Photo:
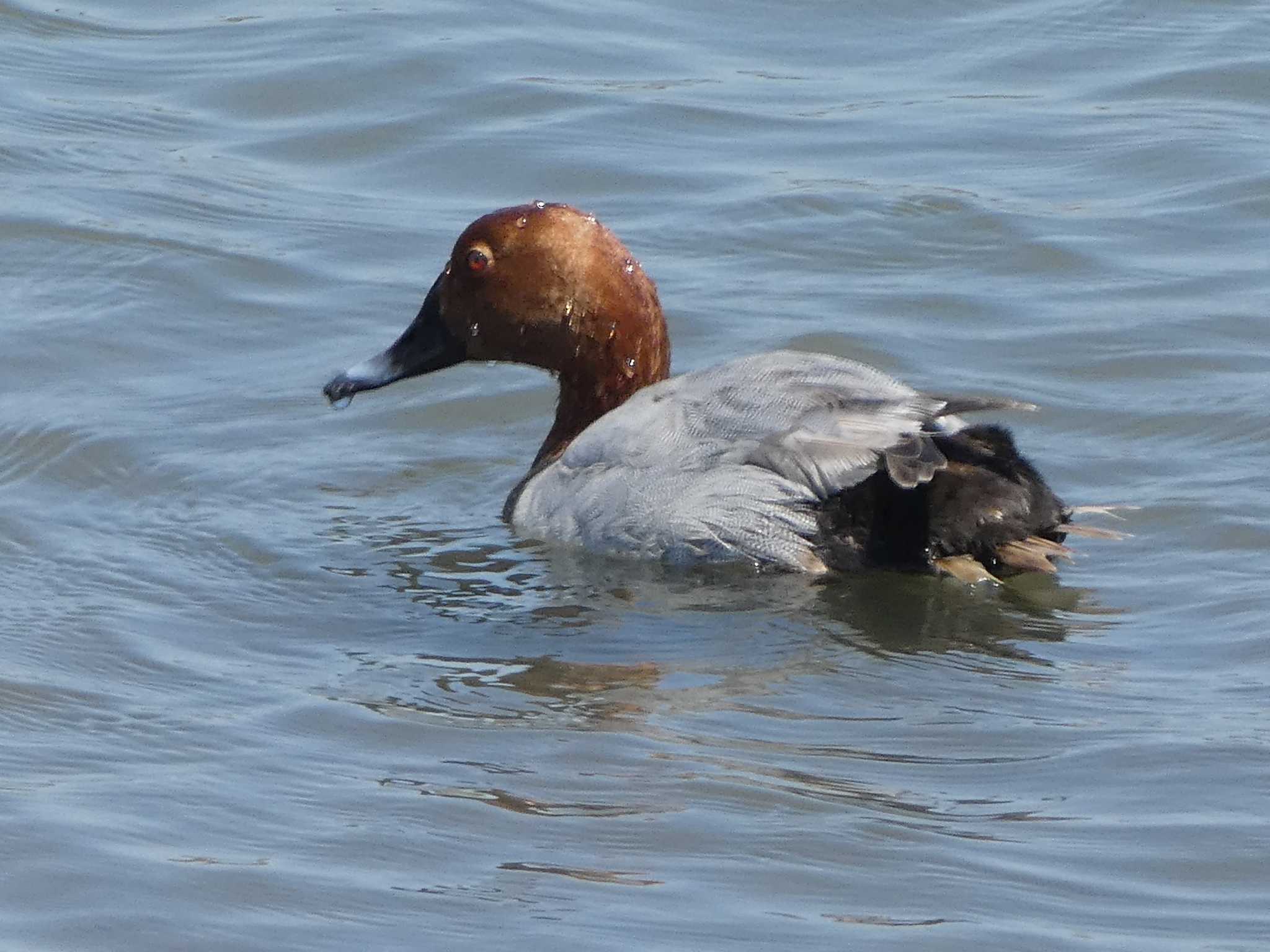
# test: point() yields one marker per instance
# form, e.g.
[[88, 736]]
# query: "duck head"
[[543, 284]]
——————————
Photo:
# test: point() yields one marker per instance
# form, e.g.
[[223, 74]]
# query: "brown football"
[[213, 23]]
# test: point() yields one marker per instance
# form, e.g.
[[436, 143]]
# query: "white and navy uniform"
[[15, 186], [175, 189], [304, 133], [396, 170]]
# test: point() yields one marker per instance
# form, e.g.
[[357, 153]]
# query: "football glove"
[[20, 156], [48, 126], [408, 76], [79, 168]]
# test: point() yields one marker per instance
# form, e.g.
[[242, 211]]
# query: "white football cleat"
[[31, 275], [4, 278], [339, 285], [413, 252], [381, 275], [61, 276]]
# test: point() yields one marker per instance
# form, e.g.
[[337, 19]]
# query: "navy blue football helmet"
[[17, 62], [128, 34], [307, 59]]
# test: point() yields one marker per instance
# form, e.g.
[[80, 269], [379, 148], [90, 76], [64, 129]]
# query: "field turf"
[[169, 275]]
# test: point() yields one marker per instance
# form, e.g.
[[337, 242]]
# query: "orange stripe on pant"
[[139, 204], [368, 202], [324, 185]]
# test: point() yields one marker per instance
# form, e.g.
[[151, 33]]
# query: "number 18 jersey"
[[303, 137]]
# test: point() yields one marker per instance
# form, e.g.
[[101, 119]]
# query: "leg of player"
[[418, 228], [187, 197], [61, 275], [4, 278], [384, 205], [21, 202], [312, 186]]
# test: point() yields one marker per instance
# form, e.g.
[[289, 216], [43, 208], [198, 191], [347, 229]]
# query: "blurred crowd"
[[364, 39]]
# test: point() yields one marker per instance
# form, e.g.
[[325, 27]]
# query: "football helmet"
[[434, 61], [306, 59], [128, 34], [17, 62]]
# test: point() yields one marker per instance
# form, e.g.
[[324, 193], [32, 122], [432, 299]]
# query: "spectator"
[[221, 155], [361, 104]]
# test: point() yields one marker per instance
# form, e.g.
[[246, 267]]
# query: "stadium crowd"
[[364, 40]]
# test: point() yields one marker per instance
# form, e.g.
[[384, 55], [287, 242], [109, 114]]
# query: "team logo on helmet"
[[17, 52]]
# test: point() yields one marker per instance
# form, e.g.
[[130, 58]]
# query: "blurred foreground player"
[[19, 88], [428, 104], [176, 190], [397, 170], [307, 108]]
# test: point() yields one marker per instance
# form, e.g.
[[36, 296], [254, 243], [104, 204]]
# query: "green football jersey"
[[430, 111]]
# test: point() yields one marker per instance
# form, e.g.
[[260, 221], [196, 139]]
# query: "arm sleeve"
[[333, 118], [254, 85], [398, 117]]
——————————
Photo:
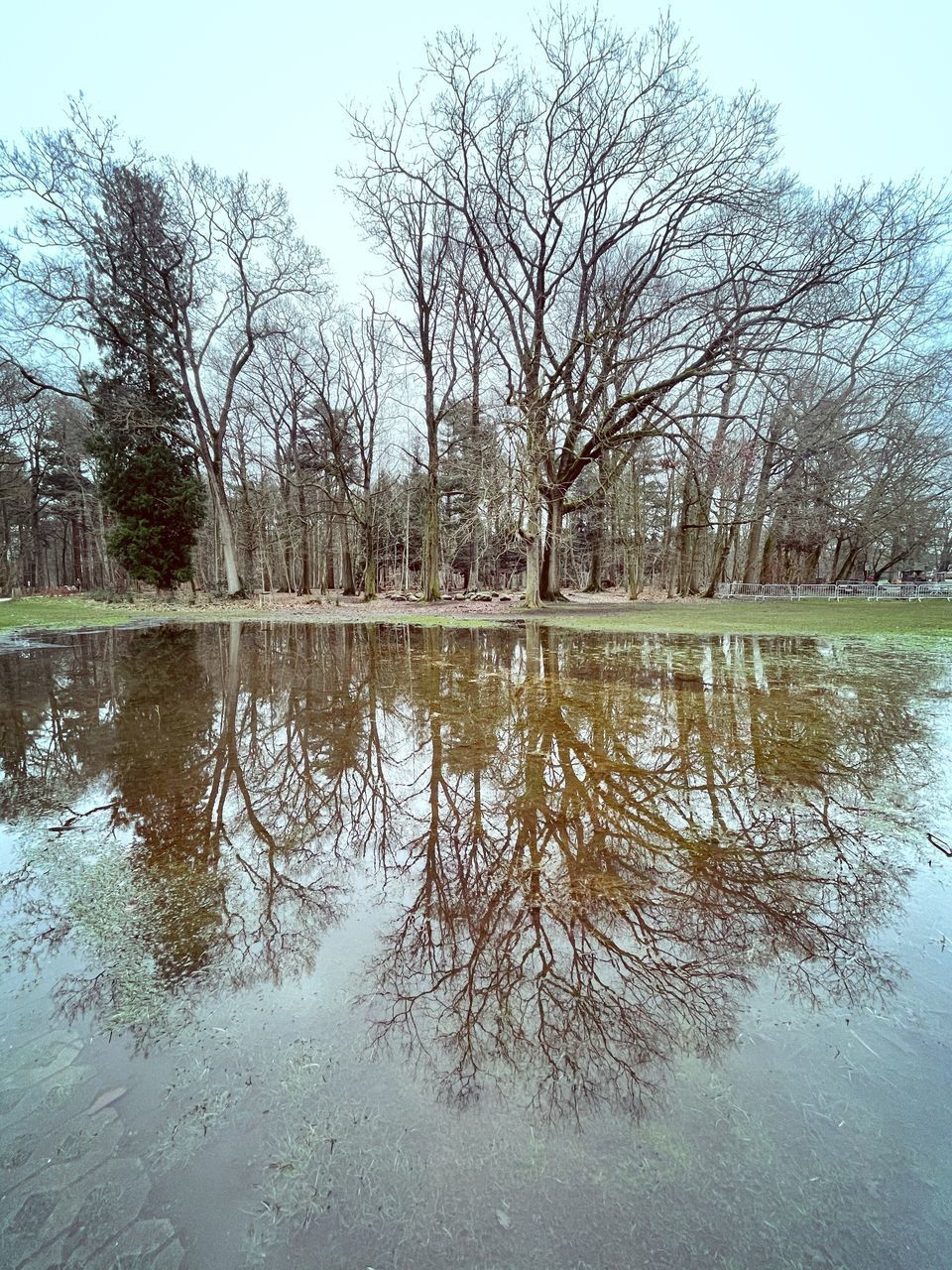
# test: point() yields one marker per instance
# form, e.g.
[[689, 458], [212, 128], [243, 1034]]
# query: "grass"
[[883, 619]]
——————————
_Activity_. Starting at the line with "[[80, 269], [379, 148], [90, 76], [64, 129]]" and ending at the line with "[[101, 119]]", print each line of the listing above exactly, with no other lines.

_Response area_.
[[80, 269], [379, 148], [90, 76], [64, 129]]
# query: "field turf"
[[169, 275]]
# test: point() yields one marker per instance
# form, e.g.
[[337, 242]]
# query: "orange stripe on pant"
[[139, 204], [368, 202], [324, 185]]
# test: point() yields one marker per instance
# form, e.g.
[[151, 33]]
# query: "number 18 jersey"
[[303, 137]]
# test: point() yields one marker per instance
# form, e.g.
[[101, 119]]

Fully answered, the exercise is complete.